**EXCERPT**
——

SUSPECTED jihadists launched a rocket attack Friday on an Algerian gas plant jointly run by foreign companies, three years after a deadly hostage crisis at another facility in the Sahara desert.
There were no reports of casualties in Friday’s assault on a plant operated by Britain’s BP, Norway’s Statoil and Algerian company Sonatrach.
It was the most serious such incident since Al-Qaeda-linked militants stormed a complex in Algeria’s remote east in 2013 and began a four-day siege that left dozens dead.
“This morning, at approximately 06:00 local time, the In Salah gas asset in Krechba was hit by explosive munitions fired from a distance,” Norwegian oil and gas firm Statoil said in a statement.
BP said no employees were hurt at the plant 1,300 kilometres (800 miles) south of Algiers.
“There are no reports of any injuries to personnel at the site and the Central Processing Facility (CPF) has been shut down as a safety precaution,” it said.
A plant employee who did not wish to be named told AFP that the site is surrounded by a security fence and soldiers are permanently on guard.
“The rockets seem to have been fired from very far away,” he said.

——

**DATASET**

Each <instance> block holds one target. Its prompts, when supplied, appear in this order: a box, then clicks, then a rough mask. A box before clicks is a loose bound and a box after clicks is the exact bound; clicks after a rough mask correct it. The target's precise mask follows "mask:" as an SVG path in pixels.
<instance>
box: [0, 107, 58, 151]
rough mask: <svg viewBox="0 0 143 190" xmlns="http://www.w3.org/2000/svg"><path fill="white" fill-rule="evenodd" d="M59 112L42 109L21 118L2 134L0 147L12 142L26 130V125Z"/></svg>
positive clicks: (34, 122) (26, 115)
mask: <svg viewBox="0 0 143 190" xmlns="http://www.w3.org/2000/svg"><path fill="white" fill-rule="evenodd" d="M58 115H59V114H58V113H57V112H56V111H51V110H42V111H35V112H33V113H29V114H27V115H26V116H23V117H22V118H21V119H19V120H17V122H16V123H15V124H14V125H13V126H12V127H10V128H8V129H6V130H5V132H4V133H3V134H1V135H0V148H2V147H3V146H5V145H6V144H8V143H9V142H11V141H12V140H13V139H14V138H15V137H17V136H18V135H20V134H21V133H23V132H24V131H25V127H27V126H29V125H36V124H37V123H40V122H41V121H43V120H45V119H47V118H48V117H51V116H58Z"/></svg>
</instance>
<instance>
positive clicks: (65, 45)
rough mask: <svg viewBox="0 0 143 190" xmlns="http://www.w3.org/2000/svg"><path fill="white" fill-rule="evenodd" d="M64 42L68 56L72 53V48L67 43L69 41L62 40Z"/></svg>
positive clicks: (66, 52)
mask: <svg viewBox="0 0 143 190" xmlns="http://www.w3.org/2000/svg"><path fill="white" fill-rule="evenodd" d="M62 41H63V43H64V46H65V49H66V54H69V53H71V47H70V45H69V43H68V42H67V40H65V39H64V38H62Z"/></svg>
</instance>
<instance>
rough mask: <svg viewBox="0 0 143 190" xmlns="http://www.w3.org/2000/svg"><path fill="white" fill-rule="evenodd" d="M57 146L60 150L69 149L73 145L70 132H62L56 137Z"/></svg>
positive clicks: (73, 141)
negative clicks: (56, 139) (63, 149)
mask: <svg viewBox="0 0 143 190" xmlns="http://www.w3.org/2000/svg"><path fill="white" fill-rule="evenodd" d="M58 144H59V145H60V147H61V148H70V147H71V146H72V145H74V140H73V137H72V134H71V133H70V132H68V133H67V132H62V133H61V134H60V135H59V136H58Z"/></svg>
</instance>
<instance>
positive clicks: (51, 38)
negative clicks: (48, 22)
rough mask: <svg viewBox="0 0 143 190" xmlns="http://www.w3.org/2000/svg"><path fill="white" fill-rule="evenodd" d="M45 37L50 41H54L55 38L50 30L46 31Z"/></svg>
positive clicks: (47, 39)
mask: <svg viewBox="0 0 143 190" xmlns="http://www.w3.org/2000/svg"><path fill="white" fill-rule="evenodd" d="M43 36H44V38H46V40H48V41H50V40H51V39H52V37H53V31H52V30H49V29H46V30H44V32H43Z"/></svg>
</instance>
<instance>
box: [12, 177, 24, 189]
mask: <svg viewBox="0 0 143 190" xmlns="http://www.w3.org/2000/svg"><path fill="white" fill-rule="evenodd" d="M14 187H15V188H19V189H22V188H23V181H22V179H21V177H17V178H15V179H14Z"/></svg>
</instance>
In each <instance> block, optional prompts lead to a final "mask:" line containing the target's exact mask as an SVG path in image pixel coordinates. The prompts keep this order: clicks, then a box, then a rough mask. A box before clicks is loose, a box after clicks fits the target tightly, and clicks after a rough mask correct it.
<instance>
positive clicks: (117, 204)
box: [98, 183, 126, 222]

——

**PROBLEM TO SOLVE**
Continue the report on the rocket attack on the Algerian gas plant from where it stops.

**WRITTEN ANSWER**
Military personnel mobilised soon after the rocket fire to prevent the attackers gaining access to the facility, the employee added.
Algeria’s official news agency APS confirmed the attack.
“Two terrorists fired homemade rockets on the gas plant in Krechba,” it said, adding that there were no casualties or material damage.
A manhunt was launched to find the attackers, it said.
No group claimed immediate responsibility but militants linked to both Al-Qaeda and the Islamic State group operate in the country.
In 2013 a four-day siege and two rescue attempts by the Algerian army at a gas facility at In Amenas resulted in the deaths of nearly 40 foreign workers and 29 attackers.
The assault—which also targeted a site run by Sonatrach, BP and Statoil—was claimed by Al-Qaeda-affiliated militants led by the notorious one-eyed Algerian jihadist Mokhtar Belmokhtar.
The attack prompted a widespread security review in the North African country, heavily reliant on income from gas exports.
The head of Algeria’s army last week called for increased vigilance following what he termed an “unprecedented deterioration” in security.
Algeria has been on guard against jihadist attacks such as those experienced by its neighbours Libya and Tunisia, with local press reporting the deployment of tens of thousands of soldiers along its vast desert borders.
On Monday, a security source said a militant leader who had joined the Islamic State group was killed during an army operation west of Algiers.
A brutal civil war in the 1990s between the government and Islamists killed 200,000 people.
Despite adopting a peace and reconciliation charter in 2005 aimed at turning the page on the conflict, armed groups remain active in the centre and east of Algeria.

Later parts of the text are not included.